(Pointing listing)
+===+

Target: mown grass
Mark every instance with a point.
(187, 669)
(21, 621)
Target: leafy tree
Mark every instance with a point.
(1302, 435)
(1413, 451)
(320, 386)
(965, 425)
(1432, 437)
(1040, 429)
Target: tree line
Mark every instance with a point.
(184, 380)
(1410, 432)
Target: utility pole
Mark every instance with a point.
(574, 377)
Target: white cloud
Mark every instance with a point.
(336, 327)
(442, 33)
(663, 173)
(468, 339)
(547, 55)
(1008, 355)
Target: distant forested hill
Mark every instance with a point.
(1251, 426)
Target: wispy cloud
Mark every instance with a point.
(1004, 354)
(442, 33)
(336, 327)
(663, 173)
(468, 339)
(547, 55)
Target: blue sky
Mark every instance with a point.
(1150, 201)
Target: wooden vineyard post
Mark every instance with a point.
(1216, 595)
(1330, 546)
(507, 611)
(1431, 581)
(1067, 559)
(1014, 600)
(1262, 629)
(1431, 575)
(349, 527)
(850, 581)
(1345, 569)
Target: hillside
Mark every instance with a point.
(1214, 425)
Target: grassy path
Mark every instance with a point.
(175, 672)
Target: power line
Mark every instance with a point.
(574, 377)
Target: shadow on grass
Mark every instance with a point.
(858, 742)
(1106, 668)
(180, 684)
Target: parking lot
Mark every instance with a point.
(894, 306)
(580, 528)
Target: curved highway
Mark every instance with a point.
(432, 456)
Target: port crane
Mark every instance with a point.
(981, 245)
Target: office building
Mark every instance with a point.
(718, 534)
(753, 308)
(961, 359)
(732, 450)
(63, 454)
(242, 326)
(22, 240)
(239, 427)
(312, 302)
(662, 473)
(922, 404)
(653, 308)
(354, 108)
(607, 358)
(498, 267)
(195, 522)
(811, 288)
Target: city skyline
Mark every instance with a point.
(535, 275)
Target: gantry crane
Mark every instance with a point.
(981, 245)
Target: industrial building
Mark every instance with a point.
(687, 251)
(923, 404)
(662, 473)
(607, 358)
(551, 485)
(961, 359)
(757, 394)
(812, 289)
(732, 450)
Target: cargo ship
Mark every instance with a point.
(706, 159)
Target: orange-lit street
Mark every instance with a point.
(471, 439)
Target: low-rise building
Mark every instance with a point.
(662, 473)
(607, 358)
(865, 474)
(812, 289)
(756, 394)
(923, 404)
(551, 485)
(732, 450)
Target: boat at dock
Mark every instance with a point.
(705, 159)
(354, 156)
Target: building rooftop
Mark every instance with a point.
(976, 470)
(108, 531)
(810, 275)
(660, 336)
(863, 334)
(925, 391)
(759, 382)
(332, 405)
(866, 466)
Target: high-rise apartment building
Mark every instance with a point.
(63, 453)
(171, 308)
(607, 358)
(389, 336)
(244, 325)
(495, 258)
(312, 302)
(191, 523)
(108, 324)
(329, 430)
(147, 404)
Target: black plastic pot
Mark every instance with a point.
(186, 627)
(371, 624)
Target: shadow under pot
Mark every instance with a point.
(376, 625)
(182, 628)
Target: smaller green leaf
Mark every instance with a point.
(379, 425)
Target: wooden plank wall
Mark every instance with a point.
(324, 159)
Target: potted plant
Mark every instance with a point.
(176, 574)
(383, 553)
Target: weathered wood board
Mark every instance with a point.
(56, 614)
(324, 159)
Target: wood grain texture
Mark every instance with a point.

+===+

WHAT TO PRODUCE:
Output the lines of the listing as a JSON list of strings, one string per line with blank lines omitted. Start at the beginning of the listing and continue through the line that contains "(1214, 425)".

OUTPUT OF THE TASK:
[
  "Target: mown grass",
  "Mark every instance with a point.",
  "(187, 669)",
  "(21, 621)",
  "Target: leafy tree",
  "Mark every instance with a point.",
  "(1302, 435)",
  "(1413, 451)",
  "(320, 386)",
  "(965, 425)",
  "(1432, 437)",
  "(1040, 429)",
  "Target: tree line",
  "Mark every instance with a point.",
  "(184, 380)",
  "(1410, 432)",
  "Target: utility pole",
  "Mark every instance with a point.",
  "(574, 377)",
  "Target: white cloud",
  "Mark every instance with a point.",
  "(336, 327)",
  "(442, 33)",
  "(663, 173)",
  "(468, 339)",
  "(547, 55)",
  "(1008, 355)",
  "Target: distant forested hill",
  "Mark every instance with a point.",
  "(1251, 426)",
  "Target: wispy cloud",
  "Mark every instance with a point.",
  "(1004, 354)",
  "(442, 33)",
  "(336, 327)",
  "(663, 173)",
  "(468, 339)",
  "(547, 55)",
  "Target: blue sky",
  "Mark every instance with a point.",
  "(1150, 201)",
  "Target: wooden vineyard post",
  "Mark every instance with a point.",
  "(1216, 595)",
  "(1330, 546)",
  "(507, 611)",
  "(1431, 581)",
  "(1067, 559)",
  "(1014, 600)",
  "(1262, 629)",
  "(1431, 575)",
  "(349, 527)",
  "(850, 581)",
  "(1345, 569)",
  "Target: hillside",
  "Mark every instance with a point.",
  "(1214, 425)"
]